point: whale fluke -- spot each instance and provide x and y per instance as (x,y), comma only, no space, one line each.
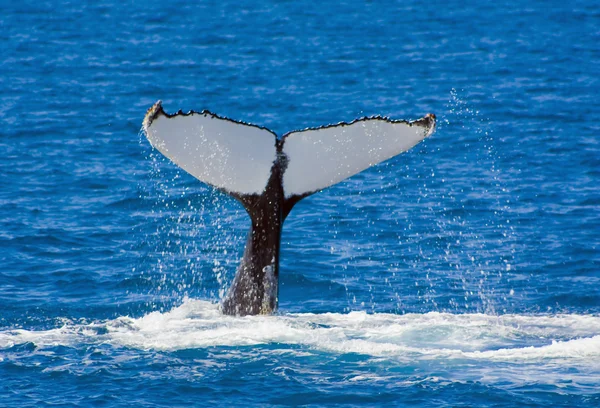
(270,175)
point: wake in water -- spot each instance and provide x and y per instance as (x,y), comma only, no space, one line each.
(574,339)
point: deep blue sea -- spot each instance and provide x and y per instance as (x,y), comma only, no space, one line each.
(463,273)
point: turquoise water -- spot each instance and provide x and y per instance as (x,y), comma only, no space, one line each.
(465,272)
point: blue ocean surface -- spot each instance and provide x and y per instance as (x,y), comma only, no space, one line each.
(465,272)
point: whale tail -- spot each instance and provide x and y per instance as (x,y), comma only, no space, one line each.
(270,175)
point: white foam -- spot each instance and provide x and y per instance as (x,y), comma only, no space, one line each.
(199,324)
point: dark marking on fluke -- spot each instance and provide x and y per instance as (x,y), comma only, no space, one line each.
(255,288)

====================

* _Action item_
Full copy, no pictures: write out each line of the data exactly as it stands.

* _Solved exercise_
point: whale fluke -- spot each instance and provide x and y per instance as (x,y), comma only, no space, one line each.
(270,175)
point: wake in water -- spot each instance and provide x and y per instance as (x,y), comma only, no space, one line each.
(574,339)
point: deep blue sea -- spot each instance and provide x and y per instance as (x,y), comma only, no space, one line each.
(463,273)
point: turquoise water -- spot each instance and provide x and y per instance as (x,y), comma only, no space, one line each.
(465,272)
point: blue ocean surface -- spot each instance and provide x and y per instance as (x,y), comma only, no space, one line each.
(465,272)
point: whale tail -- spot each instance and provide x and y per instance as (x,y), comma only, no space, one line each.
(270,175)
point: white foam -- spot each instance and provide x and y per instance as (x,y), comma only, no space, one line each.
(199,324)
point: dark marking on fluke -- spot each instance and provide x and y per instance as (x,y), comma only, no space, one line each.
(255,288)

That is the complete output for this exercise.